*** Opening Provided data ***

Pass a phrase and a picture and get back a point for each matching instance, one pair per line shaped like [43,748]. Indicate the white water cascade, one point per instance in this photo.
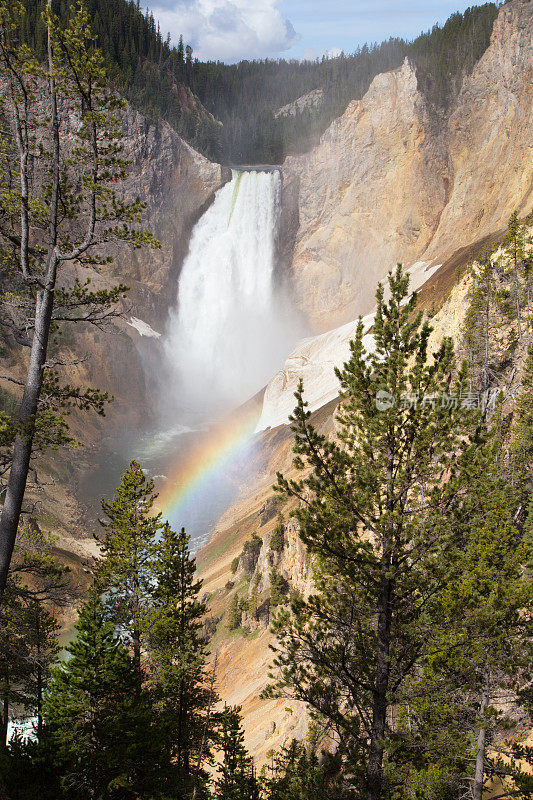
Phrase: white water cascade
[230,329]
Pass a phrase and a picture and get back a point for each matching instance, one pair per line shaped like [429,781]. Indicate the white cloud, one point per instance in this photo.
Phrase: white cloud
[228,30]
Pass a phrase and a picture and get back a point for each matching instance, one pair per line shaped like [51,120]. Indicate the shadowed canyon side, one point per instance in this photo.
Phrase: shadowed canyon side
[395,180]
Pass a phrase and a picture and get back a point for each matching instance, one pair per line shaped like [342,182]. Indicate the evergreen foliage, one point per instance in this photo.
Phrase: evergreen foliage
[236,778]
[124,572]
[297,772]
[378,511]
[177,654]
[97,721]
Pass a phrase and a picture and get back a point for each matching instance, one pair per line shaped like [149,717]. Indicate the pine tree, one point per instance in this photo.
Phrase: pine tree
[299,772]
[377,511]
[480,327]
[480,650]
[97,725]
[236,778]
[521,454]
[515,248]
[124,572]
[234,614]
[177,653]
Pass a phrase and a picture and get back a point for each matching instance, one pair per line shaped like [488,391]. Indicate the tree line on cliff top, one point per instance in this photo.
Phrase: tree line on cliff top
[412,652]
[153,74]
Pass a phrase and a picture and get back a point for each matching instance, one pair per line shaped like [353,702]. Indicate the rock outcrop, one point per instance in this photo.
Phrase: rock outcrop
[393,180]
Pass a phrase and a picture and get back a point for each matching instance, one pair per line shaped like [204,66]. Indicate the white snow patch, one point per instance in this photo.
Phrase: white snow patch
[143,328]
[314,359]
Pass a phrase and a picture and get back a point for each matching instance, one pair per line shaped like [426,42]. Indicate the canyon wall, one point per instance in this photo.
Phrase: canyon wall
[396,180]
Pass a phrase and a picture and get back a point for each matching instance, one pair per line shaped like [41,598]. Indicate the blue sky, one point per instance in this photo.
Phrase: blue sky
[234,29]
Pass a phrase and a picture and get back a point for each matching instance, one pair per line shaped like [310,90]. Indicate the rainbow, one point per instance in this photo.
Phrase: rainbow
[190,481]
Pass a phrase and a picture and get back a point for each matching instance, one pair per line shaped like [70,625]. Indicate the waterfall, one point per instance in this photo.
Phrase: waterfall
[230,328]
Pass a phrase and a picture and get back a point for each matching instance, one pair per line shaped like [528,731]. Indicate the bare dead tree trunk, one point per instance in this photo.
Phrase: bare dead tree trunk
[16,486]
[18,476]
[477,791]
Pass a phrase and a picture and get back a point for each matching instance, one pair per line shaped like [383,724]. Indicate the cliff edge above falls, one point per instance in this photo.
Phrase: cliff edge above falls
[395,180]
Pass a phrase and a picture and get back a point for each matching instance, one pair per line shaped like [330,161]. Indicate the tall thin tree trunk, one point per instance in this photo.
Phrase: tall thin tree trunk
[18,475]
[5,716]
[517,293]
[374,773]
[477,792]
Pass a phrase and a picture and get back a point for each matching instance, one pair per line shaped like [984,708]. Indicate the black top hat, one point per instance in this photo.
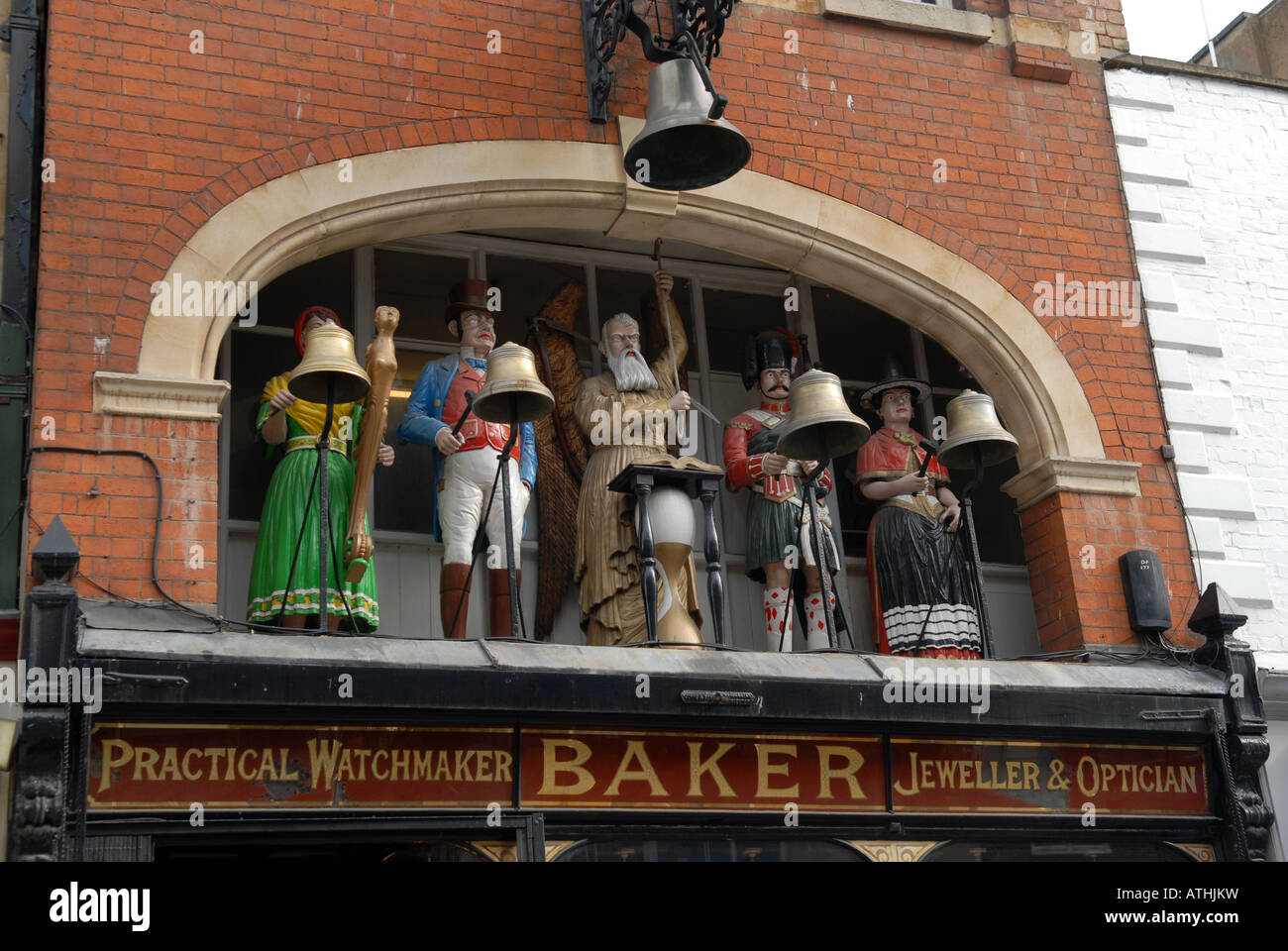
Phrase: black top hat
[768,351]
[894,377]
[468,295]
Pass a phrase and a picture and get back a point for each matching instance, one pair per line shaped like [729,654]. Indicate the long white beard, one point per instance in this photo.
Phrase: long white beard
[631,372]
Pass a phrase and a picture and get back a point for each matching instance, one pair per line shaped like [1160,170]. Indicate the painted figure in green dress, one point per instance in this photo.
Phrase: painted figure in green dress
[283,581]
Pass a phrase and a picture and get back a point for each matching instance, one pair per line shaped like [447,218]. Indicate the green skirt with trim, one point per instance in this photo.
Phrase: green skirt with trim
[279,530]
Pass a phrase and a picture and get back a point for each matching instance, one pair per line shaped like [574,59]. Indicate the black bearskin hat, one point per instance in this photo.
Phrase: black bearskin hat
[768,351]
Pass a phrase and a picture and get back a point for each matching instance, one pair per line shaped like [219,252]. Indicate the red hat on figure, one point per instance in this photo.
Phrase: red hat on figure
[316,311]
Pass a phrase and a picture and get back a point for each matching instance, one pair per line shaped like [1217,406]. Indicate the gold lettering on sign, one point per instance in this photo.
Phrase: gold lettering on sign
[145,761]
[764,770]
[170,765]
[502,766]
[463,765]
[698,767]
[323,758]
[116,753]
[553,767]
[645,772]
[420,768]
[267,767]
[825,774]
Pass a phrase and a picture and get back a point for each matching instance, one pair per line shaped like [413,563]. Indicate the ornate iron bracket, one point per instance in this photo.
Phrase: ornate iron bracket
[698,27]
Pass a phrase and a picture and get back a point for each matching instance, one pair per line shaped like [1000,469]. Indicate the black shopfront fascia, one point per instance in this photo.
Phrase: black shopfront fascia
[527,685]
[154,673]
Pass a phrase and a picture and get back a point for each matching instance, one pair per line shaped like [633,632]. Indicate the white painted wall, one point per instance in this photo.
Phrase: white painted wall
[1202,163]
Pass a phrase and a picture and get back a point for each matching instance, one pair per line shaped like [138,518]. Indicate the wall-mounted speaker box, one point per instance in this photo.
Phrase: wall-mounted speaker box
[1145,590]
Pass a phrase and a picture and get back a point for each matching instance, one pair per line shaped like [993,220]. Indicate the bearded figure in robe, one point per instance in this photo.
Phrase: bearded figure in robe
[625,414]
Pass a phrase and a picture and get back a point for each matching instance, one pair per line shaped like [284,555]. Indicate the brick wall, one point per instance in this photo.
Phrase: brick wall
[1211,232]
[151,138]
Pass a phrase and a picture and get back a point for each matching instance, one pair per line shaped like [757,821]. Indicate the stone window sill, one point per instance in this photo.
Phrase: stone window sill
[977,27]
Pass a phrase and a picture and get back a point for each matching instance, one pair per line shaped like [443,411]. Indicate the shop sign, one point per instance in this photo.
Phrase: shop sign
[1022,776]
[147,766]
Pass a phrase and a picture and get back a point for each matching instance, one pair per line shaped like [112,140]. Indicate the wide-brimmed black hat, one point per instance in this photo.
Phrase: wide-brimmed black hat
[894,377]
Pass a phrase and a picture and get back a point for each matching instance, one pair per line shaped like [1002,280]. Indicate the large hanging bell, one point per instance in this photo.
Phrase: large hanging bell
[973,424]
[683,149]
[820,424]
[511,386]
[329,356]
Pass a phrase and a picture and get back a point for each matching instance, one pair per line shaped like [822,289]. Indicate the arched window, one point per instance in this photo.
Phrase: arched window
[722,300]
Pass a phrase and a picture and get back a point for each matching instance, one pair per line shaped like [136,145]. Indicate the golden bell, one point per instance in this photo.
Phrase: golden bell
[513,386]
[329,357]
[973,424]
[820,424]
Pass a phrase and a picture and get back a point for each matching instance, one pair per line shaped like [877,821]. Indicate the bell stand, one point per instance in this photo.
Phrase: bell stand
[977,569]
[510,548]
[820,557]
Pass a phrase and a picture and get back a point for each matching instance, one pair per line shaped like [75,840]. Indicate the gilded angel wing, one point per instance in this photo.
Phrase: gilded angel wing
[561,449]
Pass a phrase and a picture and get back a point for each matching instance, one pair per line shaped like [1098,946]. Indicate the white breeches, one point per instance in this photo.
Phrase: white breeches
[467,484]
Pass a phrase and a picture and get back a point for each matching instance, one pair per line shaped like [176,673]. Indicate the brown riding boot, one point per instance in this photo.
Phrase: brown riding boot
[498,585]
[454,590]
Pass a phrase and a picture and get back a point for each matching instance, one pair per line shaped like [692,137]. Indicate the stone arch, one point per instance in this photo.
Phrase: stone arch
[866,247]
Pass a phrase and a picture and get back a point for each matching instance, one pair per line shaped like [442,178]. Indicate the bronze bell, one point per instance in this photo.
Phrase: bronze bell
[683,146]
[973,424]
[329,356]
[513,384]
[820,424]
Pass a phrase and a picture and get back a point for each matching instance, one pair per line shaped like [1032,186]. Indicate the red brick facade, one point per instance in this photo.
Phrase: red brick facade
[150,140]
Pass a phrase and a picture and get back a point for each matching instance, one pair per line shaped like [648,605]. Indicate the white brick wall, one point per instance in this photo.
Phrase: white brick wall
[1209,209]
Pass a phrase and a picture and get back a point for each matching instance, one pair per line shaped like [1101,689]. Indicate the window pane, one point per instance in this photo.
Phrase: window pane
[403,489]
[257,359]
[526,285]
[947,371]
[632,291]
[854,338]
[327,281]
[734,317]
[417,285]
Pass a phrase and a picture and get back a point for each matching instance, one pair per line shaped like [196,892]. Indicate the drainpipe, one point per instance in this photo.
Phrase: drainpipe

*** Closing Provided data ***

### Task goal
Exactly the lines from the one containing "drainpipe, one point per instance in this photo." through the end of the records above should be returned, with both ends kept.

### Exercise response
Pass a phrase and a picture and get back a point for each matching instance, one pair per line shaped like [196,892]. Indicate the drainpipe, one point per instance in this photo.
Phrase: drainpipe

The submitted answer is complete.